- Texte source:

Lacan avec cette formule"l’inconscient c’est le social" va à l’encontre une fois de plus du moi fort de l’ego psychologie. Cet attachement que le sujet porte à sa personne n’est que l’attachement qu’il porte à l’image de l’autre qu’il introjecte, qu’il a introjecté dans la phase du miroir. C’est la référence paternelle qui a établi cette frontière entre symbolique et réel. Le psychanalyste dans la cure va tenter de la faire vaciller, de la déplacer, et pas seulement en abordant le traumatisme dans son caractère privé. Au-delà de cette sphère privée, serait-il sacrilège d’aborder des lois plus générales qui intéressent le sujet plongé dans le champ social, de manière à arrêter la répétition qu’engendre le traumatisme.
C’est ainsi que j’ai essayé d’aborder le problème de l’identité nationale en parlant du film "Caché" de Michael Haneke. Pour autant que la guerre d’Algérie a été un traumatisme pour beaucoup de français, on peut se demander quelle incidence elle peut avoir eu sur un sujet qui croit avoir tout oublié. Les lois de la cité valent pour tous et impliquent des frontières inévitablement hostiles vis-à-vis des autres. Ce film montrait bien comment la jalousie proprement oedipienne du personnage incarné par Daniel Auteuil s’était étendue à toute la sphère sociale et politique. Sa bonne conscience d’intellectuel, à la table de ses amis, masquait mal sa profonde culpabilité sur un autre plan.
Aurions-nous à prendre position sur des thèmes législatifs qui ont été profondément chamboulés ces dernières années par les assemblées de nos élus? Les psychanalystes ne se sont pas beaucoup prononcés sur l’autorité parentale conjointe et le fait que la fonction paternelle est maintenant partagée entre le père et la mère. Cette inégalité reconnue jusque-là au père n’avait-elle pas la propriété d’établir l’arbitraire du signifiant maître qui est, nous le savons, la condition d’exercice de notre désir? Que se passerait-il si nous détachions la loi de son rapport au père? Nous nous posons cette question depuis dix ans et nous sommes en train d’en constater les effets.

- Votre travail:
a – D'après le texte source, quel film sert à aborder le problème de l'identité nationale ?
b – Recopiez le passage du texte source qui s'ouvre sur les mots comportant "C’est ainsi que" et se ferme sur "un autre plan.".

- Données extraites:
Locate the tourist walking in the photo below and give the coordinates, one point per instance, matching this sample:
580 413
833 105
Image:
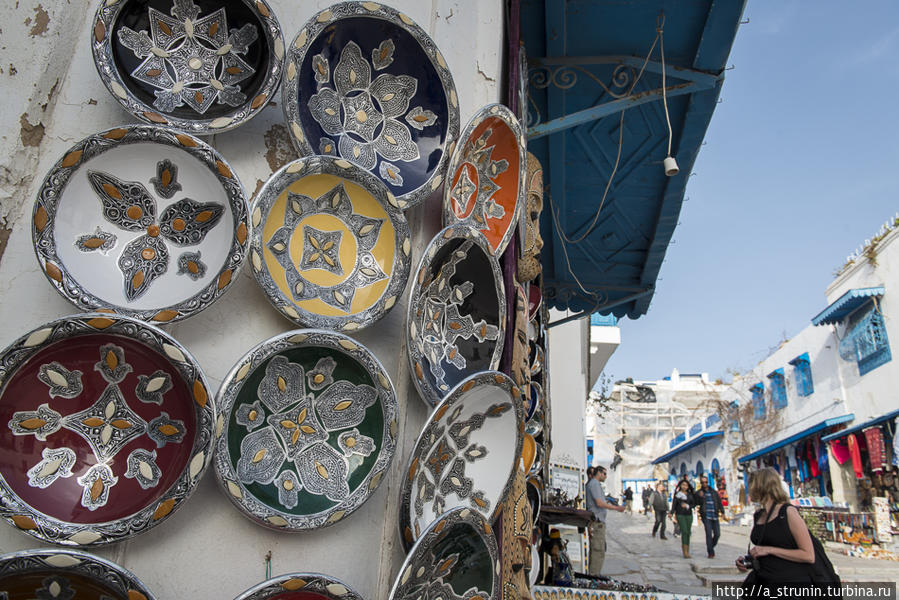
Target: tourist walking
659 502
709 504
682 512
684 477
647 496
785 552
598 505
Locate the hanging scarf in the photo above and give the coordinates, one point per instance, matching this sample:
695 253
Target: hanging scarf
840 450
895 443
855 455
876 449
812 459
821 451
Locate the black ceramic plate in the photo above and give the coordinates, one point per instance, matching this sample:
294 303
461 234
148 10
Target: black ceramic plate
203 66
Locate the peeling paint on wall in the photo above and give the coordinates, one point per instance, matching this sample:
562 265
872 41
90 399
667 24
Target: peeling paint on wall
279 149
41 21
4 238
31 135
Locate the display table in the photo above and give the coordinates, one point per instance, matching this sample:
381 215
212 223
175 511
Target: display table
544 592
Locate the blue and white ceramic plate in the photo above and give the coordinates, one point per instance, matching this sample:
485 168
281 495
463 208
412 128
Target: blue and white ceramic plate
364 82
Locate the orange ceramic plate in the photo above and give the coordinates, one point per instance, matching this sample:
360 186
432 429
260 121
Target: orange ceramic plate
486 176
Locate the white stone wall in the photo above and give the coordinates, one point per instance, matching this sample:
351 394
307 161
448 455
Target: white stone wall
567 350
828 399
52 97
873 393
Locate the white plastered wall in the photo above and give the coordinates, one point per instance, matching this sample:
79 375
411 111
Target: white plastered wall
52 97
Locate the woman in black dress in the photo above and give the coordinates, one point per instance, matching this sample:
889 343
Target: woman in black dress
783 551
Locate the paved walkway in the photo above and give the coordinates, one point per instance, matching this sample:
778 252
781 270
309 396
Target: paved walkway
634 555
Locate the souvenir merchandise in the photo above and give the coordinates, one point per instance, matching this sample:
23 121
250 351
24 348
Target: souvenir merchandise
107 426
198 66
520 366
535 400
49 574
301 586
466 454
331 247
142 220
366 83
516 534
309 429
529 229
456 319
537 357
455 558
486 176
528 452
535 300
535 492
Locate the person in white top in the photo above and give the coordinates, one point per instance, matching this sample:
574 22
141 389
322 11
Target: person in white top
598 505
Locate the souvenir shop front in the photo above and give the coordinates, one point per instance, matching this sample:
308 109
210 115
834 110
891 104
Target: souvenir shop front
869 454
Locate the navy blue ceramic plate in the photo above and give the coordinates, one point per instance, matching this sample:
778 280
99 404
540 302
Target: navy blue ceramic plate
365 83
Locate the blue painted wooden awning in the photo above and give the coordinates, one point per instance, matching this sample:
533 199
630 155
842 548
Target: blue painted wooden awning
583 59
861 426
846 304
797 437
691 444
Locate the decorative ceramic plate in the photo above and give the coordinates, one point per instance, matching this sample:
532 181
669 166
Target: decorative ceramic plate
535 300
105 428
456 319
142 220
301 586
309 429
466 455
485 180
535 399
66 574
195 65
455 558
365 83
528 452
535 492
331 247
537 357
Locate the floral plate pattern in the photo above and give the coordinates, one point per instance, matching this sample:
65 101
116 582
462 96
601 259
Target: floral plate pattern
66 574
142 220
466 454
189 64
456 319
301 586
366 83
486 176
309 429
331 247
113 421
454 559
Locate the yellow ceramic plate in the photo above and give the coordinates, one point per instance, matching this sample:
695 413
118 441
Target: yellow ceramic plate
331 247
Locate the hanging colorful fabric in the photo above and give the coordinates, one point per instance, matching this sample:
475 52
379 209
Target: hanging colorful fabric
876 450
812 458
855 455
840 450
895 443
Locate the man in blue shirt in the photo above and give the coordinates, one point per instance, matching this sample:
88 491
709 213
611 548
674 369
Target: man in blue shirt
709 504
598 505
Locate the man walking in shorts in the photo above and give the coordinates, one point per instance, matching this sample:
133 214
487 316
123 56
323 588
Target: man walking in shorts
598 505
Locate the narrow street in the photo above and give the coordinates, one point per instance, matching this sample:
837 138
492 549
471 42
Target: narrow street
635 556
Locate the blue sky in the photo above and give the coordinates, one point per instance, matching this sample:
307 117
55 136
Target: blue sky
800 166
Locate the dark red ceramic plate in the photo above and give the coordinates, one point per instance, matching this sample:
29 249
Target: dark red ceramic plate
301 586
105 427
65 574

- Corrigé:
a – Le film « Caché » de Michael Haneke.

b –
C’est ainsi que j’ai essayé d’aborder le problème de l’identité nationale en parlant du film "Caché" de Michael Haneke. Pour autant que la guerre d’Algérie a été un traumatisme pour beaucoup de français, on peut se demander quelle incidence elle peut avoir eu sur un sujet qui croit avoir tout oublié. Les lois de la cité valent pour tous et impliquent des frontières inévitablement hostiles vis-à-vis des autres. Ce film montrait bien comment la jalousie proprement oedipienne du personnage incarné par Daniel Auteuil s’était étendue à toute la sphère sociale et politique. Sa bonne conscience d’intellectuel, à la table de ses amis, masquait mal sa profonde culpabilité sur un autre plan.